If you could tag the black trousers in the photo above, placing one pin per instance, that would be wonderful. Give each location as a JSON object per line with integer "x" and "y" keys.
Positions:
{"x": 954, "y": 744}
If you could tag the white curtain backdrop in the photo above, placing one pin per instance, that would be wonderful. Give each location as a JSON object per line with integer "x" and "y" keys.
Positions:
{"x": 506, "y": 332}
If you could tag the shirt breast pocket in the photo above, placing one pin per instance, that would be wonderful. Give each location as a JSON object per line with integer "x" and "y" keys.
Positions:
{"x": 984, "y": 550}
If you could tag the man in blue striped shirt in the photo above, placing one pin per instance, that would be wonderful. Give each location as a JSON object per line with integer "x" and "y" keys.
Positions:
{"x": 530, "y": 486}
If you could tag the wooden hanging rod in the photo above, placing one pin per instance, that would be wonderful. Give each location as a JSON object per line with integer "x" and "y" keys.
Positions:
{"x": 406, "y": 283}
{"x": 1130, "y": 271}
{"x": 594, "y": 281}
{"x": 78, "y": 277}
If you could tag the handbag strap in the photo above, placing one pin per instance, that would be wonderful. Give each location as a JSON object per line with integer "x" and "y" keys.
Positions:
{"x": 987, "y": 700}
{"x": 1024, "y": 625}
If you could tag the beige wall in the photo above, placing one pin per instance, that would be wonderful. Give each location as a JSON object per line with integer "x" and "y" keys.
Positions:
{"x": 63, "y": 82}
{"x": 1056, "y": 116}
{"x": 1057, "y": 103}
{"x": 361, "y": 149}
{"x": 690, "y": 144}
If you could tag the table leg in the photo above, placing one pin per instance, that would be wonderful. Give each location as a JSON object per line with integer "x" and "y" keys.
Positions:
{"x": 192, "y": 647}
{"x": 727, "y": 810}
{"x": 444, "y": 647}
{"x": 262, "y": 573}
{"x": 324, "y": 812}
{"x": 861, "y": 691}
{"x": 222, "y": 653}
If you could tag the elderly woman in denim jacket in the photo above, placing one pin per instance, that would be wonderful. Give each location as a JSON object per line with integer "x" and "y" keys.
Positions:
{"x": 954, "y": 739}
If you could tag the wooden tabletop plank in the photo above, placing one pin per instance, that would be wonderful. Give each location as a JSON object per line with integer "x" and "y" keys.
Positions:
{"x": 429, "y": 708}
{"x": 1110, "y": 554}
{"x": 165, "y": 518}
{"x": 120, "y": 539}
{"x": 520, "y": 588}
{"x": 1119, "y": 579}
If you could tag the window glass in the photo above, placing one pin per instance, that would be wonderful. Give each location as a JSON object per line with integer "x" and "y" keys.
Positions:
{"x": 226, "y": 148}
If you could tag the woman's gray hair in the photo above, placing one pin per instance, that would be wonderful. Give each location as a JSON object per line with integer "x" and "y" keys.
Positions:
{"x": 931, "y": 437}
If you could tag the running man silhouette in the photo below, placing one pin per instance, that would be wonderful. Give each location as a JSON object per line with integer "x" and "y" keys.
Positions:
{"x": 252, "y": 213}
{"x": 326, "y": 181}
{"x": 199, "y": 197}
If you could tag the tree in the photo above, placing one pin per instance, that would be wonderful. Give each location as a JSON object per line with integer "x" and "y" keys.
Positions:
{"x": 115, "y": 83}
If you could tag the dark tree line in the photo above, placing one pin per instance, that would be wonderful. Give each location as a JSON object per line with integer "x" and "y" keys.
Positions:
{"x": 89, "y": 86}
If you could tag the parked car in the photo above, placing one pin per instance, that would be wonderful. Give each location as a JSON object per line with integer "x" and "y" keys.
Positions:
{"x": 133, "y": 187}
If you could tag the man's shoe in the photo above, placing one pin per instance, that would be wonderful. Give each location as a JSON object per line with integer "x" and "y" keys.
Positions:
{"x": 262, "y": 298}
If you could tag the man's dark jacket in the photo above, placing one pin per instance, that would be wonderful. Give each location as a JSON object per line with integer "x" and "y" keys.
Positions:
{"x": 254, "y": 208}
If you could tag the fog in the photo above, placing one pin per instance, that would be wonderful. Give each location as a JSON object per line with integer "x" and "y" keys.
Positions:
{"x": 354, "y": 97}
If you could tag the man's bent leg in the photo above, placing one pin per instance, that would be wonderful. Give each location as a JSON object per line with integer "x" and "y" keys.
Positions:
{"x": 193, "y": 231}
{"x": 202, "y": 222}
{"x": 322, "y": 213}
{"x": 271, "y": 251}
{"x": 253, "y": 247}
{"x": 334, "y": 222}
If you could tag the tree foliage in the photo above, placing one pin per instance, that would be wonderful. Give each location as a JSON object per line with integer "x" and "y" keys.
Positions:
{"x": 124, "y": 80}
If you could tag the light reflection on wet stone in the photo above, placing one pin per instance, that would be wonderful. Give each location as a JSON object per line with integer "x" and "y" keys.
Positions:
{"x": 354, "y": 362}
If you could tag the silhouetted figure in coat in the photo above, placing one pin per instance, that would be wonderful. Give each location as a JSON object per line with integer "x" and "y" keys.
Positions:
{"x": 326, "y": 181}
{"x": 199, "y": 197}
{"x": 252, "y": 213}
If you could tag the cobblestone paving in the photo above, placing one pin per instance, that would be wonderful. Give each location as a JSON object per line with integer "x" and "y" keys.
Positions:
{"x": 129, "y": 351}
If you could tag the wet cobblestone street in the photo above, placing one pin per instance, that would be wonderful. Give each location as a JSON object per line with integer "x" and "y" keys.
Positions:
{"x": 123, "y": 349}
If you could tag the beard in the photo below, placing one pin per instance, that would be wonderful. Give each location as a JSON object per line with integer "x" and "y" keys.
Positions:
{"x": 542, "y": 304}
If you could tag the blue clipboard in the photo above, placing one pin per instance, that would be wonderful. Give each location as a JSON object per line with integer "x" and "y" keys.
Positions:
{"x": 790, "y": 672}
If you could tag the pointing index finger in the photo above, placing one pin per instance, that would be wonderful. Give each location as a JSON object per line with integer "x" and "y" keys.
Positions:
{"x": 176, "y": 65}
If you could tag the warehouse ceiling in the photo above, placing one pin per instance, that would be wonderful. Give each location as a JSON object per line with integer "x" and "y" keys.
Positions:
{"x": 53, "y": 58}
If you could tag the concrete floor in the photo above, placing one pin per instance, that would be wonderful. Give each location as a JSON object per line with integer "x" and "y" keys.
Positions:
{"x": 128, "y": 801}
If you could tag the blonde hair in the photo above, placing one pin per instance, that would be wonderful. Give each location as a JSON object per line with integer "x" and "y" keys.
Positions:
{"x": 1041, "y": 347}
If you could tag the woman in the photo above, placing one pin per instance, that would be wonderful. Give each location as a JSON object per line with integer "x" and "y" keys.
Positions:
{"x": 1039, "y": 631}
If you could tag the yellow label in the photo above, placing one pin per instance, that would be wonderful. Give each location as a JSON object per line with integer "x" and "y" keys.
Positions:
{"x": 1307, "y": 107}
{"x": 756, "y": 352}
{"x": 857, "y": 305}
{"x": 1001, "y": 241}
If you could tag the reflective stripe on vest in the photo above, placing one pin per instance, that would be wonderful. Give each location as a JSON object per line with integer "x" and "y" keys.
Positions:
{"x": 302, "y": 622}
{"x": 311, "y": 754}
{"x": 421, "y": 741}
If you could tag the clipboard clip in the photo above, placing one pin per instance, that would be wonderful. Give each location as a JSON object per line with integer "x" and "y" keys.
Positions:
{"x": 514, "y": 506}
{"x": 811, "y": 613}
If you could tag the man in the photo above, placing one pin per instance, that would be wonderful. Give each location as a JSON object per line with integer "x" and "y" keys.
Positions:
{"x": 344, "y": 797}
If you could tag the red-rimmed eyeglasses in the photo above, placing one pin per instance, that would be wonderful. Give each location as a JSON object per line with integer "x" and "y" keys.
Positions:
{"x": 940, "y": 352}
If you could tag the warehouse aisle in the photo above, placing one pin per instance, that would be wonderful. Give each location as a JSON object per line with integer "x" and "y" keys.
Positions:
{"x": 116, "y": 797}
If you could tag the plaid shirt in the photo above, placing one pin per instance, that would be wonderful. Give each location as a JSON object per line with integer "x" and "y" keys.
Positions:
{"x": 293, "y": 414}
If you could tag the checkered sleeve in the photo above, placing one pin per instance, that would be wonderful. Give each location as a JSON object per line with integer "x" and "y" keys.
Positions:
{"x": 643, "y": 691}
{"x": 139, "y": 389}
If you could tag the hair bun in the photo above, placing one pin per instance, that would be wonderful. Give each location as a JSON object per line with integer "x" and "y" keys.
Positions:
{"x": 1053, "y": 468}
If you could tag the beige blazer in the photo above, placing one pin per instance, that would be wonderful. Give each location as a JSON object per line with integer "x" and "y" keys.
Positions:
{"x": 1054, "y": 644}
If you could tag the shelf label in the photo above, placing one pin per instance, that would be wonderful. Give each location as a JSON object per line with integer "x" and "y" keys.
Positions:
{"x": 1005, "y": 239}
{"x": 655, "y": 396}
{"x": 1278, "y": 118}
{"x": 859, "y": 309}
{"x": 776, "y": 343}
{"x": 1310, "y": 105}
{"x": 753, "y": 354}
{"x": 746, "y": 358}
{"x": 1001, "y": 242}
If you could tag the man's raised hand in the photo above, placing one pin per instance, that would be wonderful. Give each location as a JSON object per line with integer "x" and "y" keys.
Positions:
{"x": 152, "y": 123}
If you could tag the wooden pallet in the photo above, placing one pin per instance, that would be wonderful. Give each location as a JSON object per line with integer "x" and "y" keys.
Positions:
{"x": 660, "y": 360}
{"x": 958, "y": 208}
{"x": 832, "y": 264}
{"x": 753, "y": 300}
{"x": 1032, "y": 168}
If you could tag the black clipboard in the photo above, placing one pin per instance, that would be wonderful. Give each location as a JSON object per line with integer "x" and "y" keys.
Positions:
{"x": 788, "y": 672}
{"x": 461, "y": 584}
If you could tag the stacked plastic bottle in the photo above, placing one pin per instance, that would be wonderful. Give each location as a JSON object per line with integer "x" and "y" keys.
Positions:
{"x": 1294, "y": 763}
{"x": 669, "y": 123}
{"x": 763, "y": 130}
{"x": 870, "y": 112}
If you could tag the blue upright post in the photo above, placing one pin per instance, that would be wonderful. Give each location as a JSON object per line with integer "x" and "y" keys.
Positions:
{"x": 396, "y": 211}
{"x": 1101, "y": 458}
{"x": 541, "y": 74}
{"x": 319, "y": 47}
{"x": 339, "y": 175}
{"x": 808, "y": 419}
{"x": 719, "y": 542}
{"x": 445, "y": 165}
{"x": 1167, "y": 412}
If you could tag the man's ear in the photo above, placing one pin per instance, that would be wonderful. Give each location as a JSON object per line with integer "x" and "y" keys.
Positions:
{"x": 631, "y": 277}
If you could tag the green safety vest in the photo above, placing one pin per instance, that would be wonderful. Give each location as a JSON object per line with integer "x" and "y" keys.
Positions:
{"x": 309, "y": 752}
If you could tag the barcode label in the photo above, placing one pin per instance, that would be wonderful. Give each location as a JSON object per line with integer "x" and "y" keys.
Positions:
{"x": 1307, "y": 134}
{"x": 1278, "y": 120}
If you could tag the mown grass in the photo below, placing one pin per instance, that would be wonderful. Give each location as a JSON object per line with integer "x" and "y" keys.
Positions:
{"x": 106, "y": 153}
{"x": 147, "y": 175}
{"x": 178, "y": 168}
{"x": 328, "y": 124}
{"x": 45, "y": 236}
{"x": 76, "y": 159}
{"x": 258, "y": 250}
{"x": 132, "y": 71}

# WHAT IS NEEDED:
Produce an exact copy of the lines from the one containing "If you could tag the blue upright" through the last line, and of nothing else.

# WRITTEN ANSWER:
If you could tag the blue upright post in the photo above, placing one pin per instance, that would be wonderful. Give each location as a JSON object per line with integer "x" and "y" keys.
Positions:
{"x": 396, "y": 211}
{"x": 1101, "y": 458}
{"x": 541, "y": 74}
{"x": 319, "y": 47}
{"x": 339, "y": 175}
{"x": 808, "y": 419}
{"x": 719, "y": 542}
{"x": 445, "y": 165}
{"x": 1167, "y": 412}
If you could tag the man's ear in the photo above, placing one pin per instance, that would be wonderful. Give each location as a JSON object per line with integer "x" and "y" keys.
Positions:
{"x": 631, "y": 277}
If you could tag the green safety vest in the photo above, placing one pin per instance, that would be wonderful. Give each location as a JSON object per line with integer "x" and "y" keys.
Positions:
{"x": 309, "y": 752}
If you could tag the barcode label in the photo above, placing one pin per instance, that would be wonderful. Give each location as a JSON object per line with integer "x" and "y" keys.
Positions:
{"x": 1307, "y": 134}
{"x": 1278, "y": 120}
If you could tag the mown grass in the photo below, placing one pin per instance, that would be wonderful. Give each location as a JSON object per line with integer "x" and "y" keys.
Positions:
{"x": 106, "y": 153}
{"x": 147, "y": 175}
{"x": 178, "y": 168}
{"x": 328, "y": 124}
{"x": 45, "y": 236}
{"x": 76, "y": 159}
{"x": 258, "y": 250}
{"x": 132, "y": 71}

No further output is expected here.